De ser así tiene que haberse esforzado bastante, porque de marqués a virrey hay un gran paso. «Tras fundar y refundar ciudades, guerrear y negociar con los mapuches, abrir caminos y ocuparse del saneamiento público, este era un premio que coronaba su carrera», cuenta Alfredo Sepúlveda40. Por cierto, el premio más codiciado de todos. Y que don Ambrosio cuidaría más que a nada.

Volviendo a Bernardo, cuando estudiaba en Richmond, su profesor de matemáticas le cambió literalmente la vida. Se llamaba Francisco de Miranda, y tenía una historia de película. A los 16 años se había ido de Venezuela y tras algunos combates en los que participó enrolado en el ejército español, se cambió drásticamente de bando. Viajó por el mundo juntando ideas, hombres y recursos para liberar a América de la tutela española. En 1792 formó parte del ejército revolucionario francés y estuvo preso un año y medio. Fue liberado junto con la caída de Robespierre y el fin del Terror. Ahí conoció al propio Napoleón, quien después dijo sobre él que era «un don Quijote, pero con la diferencia de que no está loco. Se llama el general Miranda y tiene el fuego sagrado dentro de sí»41.

Francisco de Miranda le abrió las puertas de su casa al joven Bernardo. Y también de su célebre biblioteca, equipada con seis mil volúmenes. Bernardo lo vio como el padre que no tenía. Solo y desprotegido, lo admiró profundamente desde el primer minuto. El militar venezolano era un hombre culto y rico, que se movía en las más altas esferas del poder y de la sociedad. En Rusia se hizo conocido por sus amoríos con Catalina la Grande, a quien le contó sus planes para liberar el continente sudamericano. Su idea era unir las colonias hispanoamericanas en una Gran Colombia, que sería independiente de Inglaterra en términos políticos y comerciales. Poco tardó en reunir gente que se sumara a su causa. Llegó a Londres directamente desde San Petersburgo, con instrucciones de la emperatriz rusa. Tuvo una audiencia con el primer ministro William Pitt, pero no se llegó a nada. La situación estaba difícil. La corona española le seguía de cerca los pasos, lo consideraban un traidor por querer la independencia latinoamericana. Y lo perseguían y buscaban enérgicamente.

◆ INSTRUCCIONES:
Contesta estas preguntas con lo que dice el texto sobre Francisco de Miranda:
1. ¿Qué materia le enseñaba Miranda a Bernardo en Richmond?
2. ¿Cuántos volúmenes tenía la biblioteca de Miranda?
3. ¿Con qué primer ministro tuvo Miranda una audiencia en Londres?
Este material viene de otra fuente.

◆ EXTRACTO DE DATOS:

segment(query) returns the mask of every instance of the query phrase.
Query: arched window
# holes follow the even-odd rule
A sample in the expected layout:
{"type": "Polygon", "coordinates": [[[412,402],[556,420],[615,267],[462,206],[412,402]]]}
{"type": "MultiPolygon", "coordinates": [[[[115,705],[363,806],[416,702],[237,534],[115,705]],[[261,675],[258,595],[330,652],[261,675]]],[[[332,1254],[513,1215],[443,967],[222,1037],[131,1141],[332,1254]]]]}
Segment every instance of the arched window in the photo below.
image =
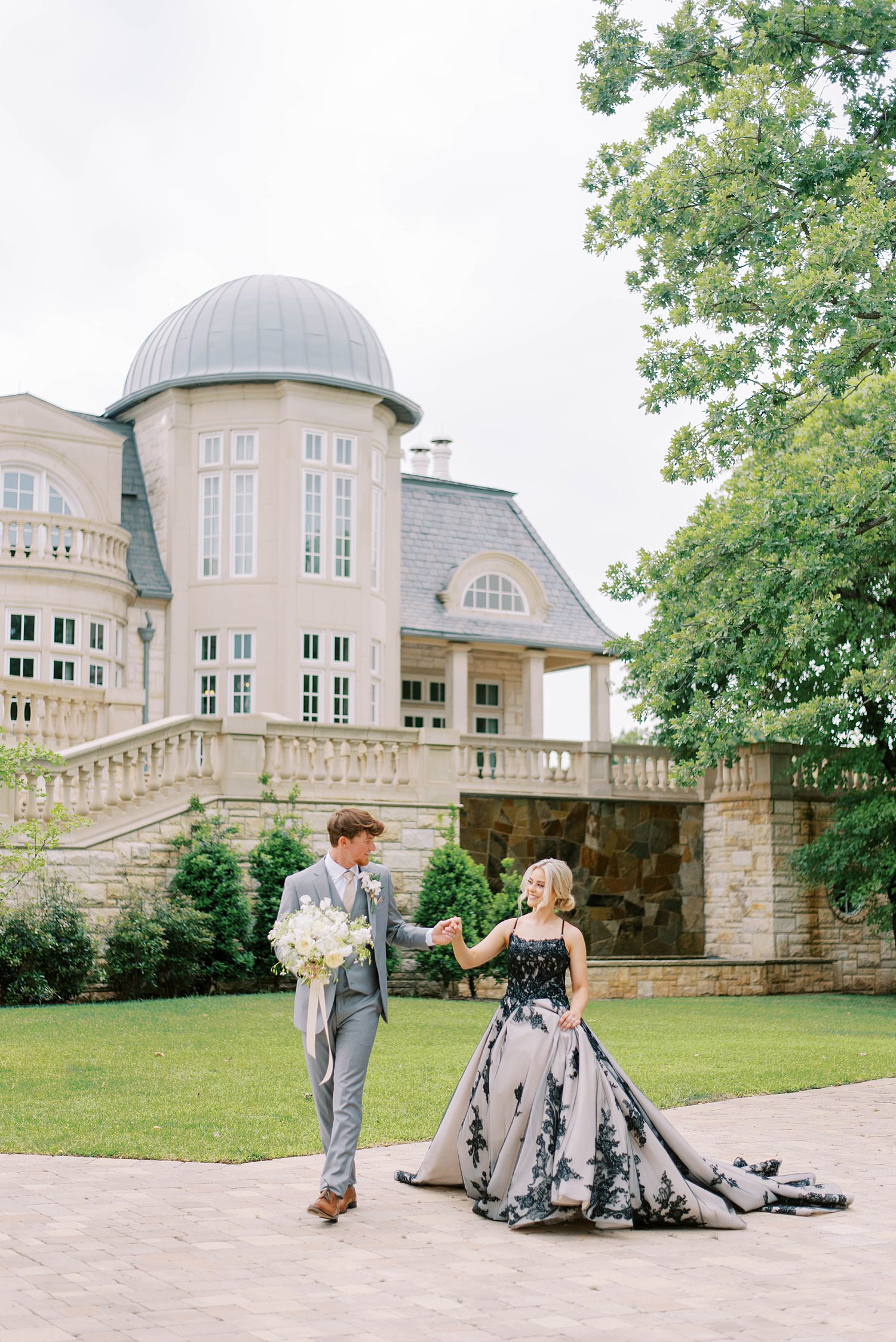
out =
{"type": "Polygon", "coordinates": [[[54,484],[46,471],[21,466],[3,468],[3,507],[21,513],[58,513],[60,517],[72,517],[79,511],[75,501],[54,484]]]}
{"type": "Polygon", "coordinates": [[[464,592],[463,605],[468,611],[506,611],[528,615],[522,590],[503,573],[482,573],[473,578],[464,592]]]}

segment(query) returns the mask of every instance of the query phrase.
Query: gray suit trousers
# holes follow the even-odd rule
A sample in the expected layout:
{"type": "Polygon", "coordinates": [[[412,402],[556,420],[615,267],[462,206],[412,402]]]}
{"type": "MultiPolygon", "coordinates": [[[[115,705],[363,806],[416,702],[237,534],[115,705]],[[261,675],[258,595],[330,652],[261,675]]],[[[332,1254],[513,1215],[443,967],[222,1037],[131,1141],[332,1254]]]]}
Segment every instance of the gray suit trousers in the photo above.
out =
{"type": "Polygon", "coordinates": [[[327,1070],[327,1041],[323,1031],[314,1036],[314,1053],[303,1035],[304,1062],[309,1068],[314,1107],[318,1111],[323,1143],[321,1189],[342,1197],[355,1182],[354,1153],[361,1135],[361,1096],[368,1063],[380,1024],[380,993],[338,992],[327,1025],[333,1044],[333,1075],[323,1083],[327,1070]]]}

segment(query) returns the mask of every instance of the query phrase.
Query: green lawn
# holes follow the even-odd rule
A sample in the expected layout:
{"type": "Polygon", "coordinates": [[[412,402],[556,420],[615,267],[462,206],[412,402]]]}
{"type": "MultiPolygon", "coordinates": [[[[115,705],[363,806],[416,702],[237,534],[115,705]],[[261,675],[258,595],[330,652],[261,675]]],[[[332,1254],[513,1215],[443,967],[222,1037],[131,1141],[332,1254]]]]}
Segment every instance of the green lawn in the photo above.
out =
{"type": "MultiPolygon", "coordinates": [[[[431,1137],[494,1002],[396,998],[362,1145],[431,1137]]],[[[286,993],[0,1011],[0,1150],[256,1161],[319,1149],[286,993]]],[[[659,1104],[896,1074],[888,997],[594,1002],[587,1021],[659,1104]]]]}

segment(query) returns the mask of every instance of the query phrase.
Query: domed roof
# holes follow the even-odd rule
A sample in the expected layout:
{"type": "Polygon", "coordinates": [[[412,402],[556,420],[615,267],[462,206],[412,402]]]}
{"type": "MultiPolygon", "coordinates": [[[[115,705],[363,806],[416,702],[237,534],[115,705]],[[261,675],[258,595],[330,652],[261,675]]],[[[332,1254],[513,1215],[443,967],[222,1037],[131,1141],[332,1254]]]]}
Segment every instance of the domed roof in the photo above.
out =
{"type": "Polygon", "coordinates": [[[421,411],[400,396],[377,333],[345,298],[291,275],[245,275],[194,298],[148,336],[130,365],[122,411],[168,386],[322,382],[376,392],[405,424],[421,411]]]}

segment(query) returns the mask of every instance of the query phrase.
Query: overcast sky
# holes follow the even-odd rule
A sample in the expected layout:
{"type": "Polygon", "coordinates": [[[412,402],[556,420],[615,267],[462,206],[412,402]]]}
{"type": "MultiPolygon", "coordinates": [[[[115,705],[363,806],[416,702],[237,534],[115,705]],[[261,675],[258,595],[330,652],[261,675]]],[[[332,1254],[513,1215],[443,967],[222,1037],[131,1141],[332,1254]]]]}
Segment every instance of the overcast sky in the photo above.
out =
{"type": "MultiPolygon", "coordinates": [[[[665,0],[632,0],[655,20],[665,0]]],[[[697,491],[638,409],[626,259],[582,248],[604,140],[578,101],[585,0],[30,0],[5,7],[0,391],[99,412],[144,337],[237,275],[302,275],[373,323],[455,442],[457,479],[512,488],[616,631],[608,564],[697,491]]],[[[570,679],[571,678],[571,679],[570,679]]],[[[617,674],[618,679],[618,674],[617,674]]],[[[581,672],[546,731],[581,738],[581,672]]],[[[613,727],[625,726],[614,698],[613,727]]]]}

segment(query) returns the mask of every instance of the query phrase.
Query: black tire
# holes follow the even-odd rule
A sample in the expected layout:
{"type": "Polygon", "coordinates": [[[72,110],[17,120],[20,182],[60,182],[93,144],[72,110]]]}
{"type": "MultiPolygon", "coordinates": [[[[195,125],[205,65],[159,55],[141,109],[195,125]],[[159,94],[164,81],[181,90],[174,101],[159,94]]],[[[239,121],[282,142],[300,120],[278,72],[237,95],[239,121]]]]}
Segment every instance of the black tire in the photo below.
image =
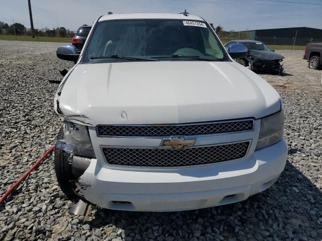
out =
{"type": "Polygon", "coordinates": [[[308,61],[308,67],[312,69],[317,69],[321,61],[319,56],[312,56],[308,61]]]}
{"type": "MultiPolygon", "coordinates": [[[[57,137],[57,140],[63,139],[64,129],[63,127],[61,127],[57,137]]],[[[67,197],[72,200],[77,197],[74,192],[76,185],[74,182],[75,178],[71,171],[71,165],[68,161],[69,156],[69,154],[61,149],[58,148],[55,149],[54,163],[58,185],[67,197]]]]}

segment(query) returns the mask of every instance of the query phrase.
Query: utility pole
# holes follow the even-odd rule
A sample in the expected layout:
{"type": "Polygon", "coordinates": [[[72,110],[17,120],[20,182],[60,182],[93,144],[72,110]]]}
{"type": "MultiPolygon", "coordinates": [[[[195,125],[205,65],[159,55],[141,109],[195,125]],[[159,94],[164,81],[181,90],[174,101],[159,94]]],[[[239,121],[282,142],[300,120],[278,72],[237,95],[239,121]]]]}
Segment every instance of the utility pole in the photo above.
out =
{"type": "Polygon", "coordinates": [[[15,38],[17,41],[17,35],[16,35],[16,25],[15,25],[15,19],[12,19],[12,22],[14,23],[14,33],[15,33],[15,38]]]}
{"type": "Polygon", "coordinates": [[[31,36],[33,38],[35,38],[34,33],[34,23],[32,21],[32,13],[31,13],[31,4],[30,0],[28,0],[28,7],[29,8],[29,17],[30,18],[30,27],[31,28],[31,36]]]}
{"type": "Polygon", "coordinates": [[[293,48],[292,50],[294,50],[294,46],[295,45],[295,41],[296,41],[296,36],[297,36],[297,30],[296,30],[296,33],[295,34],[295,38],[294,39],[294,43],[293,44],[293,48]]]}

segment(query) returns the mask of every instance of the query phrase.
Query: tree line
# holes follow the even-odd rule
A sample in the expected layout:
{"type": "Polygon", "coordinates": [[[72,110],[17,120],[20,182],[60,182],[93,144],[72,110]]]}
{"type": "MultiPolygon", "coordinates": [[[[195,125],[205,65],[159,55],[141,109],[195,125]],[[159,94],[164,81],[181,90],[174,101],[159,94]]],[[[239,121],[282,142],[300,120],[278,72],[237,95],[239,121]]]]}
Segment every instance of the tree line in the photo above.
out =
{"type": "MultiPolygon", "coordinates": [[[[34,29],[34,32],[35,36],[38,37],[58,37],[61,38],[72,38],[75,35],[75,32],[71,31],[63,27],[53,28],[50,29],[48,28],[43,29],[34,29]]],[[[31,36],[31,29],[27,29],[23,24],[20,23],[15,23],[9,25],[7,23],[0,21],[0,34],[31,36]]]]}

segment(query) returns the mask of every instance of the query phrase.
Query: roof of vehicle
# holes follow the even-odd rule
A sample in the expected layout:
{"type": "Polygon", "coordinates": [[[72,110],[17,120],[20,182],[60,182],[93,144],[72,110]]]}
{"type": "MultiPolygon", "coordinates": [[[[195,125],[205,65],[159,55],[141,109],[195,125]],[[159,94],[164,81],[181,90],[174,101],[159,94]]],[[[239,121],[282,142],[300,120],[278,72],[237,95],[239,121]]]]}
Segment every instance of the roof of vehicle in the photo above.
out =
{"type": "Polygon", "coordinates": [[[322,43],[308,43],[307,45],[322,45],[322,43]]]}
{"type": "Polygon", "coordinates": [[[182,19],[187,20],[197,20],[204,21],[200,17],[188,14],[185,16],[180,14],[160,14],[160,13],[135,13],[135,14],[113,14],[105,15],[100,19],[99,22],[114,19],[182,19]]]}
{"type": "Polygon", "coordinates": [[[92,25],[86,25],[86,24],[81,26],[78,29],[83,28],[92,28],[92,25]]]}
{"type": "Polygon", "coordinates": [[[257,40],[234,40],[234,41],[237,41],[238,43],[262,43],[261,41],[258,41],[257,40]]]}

◆ RESPUESTA:
1. Matemáticas.
2. Seis mil.
3. Con William Pitt.